* Goal of the exercise *
Rewrite all of the lines below, swapping every "target" for "object" and keeping everything else unchanged. Leave the pictures out.
··· Supplied information
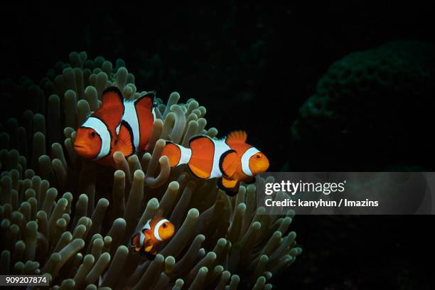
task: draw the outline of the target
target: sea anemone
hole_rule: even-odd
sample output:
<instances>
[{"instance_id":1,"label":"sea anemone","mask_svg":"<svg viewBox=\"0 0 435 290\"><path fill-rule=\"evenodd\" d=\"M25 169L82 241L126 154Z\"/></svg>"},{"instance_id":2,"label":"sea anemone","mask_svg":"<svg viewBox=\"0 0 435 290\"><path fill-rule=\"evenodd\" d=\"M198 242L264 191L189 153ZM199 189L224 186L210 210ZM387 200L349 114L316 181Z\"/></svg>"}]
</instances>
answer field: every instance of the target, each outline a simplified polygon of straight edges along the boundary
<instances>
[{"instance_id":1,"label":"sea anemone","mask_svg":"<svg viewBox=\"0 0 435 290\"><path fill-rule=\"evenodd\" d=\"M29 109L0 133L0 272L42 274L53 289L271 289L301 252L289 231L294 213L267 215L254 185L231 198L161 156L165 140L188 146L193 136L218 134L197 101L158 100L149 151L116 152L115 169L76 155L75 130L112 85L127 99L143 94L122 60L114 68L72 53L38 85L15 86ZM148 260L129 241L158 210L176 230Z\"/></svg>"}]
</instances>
······
* Written reply *
task: draw the outline of the object
object: sea anemone
hole_rule: even-odd
sample output:
<instances>
[{"instance_id":1,"label":"sea anemone","mask_svg":"<svg viewBox=\"0 0 435 290\"><path fill-rule=\"evenodd\" d=\"M25 169L82 241L126 154Z\"/></svg>"},{"instance_id":2,"label":"sea anemone","mask_svg":"<svg viewBox=\"0 0 435 290\"><path fill-rule=\"evenodd\" d=\"M198 242L264 191L189 153ZM199 189L224 186L210 210ZM387 200L349 114L316 181Z\"/></svg>"}]
</instances>
answer field: every instance of the object, each outline a simplified polygon of straight edges along the boundary
<instances>
[{"instance_id":1,"label":"sea anemone","mask_svg":"<svg viewBox=\"0 0 435 290\"><path fill-rule=\"evenodd\" d=\"M29 109L0 133L0 272L42 274L53 289L271 289L301 252L289 231L294 213L267 215L254 185L231 198L161 156L165 140L188 146L193 136L218 134L197 101L158 100L149 151L116 152L115 169L76 155L75 130L112 85L127 99L143 94L122 60L114 68L72 53L38 85L15 86ZM148 260L129 241L158 210L176 230Z\"/></svg>"}]
</instances>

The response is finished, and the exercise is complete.